#### [Written instruction]
Turn the rows below into a numbered list, starting at the line containing "Exercise. Mark the bird head" and running through the end of the rows, both ends included. Leave out any blank lines.
════════════════
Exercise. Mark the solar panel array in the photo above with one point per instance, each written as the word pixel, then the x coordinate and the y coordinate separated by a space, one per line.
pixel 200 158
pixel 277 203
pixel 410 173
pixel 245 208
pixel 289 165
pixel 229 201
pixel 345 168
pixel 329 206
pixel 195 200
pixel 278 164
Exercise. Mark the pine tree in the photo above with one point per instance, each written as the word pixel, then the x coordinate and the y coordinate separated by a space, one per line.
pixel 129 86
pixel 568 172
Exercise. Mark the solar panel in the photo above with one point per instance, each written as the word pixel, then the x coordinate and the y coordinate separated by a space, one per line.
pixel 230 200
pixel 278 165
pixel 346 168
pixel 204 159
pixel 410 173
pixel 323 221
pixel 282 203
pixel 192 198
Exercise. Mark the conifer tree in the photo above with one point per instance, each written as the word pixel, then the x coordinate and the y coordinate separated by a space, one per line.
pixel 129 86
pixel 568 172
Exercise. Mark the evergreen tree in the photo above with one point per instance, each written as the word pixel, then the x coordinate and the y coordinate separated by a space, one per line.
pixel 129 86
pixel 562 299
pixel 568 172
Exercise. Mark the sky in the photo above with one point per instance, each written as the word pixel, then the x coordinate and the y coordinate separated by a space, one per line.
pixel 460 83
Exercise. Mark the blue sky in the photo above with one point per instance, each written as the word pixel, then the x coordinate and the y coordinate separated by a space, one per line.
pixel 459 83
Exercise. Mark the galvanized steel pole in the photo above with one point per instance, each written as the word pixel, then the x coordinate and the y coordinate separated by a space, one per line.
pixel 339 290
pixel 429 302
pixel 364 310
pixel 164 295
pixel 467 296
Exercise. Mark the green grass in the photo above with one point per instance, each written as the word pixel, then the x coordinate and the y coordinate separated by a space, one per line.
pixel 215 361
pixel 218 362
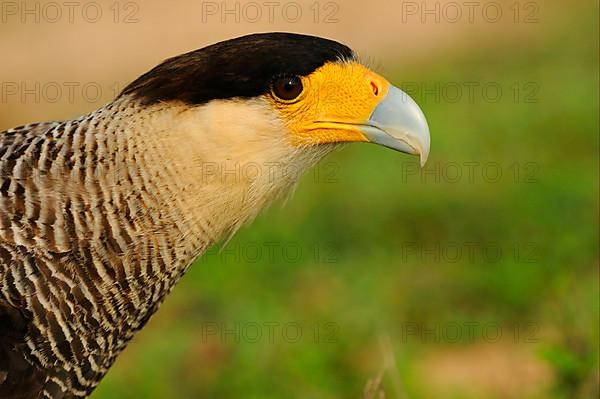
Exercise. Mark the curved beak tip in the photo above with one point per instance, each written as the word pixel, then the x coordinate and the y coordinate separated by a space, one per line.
pixel 398 123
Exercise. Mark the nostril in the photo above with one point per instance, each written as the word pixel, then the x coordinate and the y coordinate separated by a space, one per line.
pixel 375 88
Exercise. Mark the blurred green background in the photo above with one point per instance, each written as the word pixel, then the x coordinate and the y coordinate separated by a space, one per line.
pixel 378 288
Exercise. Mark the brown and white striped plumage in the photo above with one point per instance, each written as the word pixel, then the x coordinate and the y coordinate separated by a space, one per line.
pixel 99 217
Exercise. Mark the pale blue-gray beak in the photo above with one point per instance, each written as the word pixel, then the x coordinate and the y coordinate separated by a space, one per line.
pixel 398 123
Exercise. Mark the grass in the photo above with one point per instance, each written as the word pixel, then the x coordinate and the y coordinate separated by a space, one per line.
pixel 357 277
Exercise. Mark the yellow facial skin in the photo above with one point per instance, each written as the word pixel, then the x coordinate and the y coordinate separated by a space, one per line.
pixel 336 100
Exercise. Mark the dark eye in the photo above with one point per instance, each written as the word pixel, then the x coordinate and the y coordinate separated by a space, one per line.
pixel 287 88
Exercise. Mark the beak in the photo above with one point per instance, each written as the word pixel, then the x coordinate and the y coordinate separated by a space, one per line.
pixel 398 123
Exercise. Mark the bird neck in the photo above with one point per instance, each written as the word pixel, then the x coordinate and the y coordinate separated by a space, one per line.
pixel 176 180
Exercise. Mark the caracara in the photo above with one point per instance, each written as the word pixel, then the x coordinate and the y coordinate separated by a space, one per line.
pixel 101 215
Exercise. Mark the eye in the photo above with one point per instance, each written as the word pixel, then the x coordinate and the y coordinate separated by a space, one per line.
pixel 287 88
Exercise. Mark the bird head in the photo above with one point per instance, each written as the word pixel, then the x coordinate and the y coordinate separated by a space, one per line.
pixel 315 88
pixel 234 114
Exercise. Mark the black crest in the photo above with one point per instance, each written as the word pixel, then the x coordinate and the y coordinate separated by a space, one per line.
pixel 242 67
════════════════
#### [Written solution]
1. Exercise. Mark the bird head in the photo above with one point per instance, each written as the word pixel, then the x coordinate and the y coordinate separated by a space, one per line.
2. pixel 315 88
3. pixel 234 114
4. Exercise. Mark the black crest in the photo above with one point per instance, each written as the word pixel, then the x coordinate and the y coordinate separated by a space, one per line.
5. pixel 242 67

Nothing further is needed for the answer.